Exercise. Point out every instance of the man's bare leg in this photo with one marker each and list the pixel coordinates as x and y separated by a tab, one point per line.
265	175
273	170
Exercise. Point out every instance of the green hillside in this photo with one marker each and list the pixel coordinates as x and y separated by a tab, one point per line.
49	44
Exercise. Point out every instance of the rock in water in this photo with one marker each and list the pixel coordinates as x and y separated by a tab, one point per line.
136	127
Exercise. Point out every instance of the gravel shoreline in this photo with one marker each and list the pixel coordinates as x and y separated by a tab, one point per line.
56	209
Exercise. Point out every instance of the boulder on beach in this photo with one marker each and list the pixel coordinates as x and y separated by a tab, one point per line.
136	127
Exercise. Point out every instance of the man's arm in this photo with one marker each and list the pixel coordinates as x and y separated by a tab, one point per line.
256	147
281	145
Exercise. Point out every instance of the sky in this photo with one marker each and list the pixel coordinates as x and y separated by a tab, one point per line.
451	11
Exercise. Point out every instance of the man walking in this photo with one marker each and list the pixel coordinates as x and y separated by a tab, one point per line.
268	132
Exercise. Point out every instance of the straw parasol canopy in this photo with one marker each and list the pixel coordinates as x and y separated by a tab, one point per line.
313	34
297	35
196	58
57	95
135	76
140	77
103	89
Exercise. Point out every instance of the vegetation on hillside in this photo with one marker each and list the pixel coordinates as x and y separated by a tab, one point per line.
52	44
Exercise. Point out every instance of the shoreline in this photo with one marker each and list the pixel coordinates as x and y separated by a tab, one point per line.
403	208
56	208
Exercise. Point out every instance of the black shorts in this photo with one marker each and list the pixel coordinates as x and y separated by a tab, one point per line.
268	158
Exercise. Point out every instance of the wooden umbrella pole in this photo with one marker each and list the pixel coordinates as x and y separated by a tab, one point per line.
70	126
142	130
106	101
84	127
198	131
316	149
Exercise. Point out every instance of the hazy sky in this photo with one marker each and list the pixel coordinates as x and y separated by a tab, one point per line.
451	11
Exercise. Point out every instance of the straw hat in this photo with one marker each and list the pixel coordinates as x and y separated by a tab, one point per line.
......
## Work to complete
Reproduce word for word the rows above, starting at the line that contains "Exercise. Point out every instance of the hazy" and continuing through the end of the rows.

## Correct result
Exercise. Point out every instance of the hazy sky in this photo with one marker each and list the pixel coordinates as x and y separated by a tab, one point per line.
451	11
Exercise. Point out every instance of the straw hat in this photo with one marker each and list the pixel coordinates as x and y separated by a tab, one point per line.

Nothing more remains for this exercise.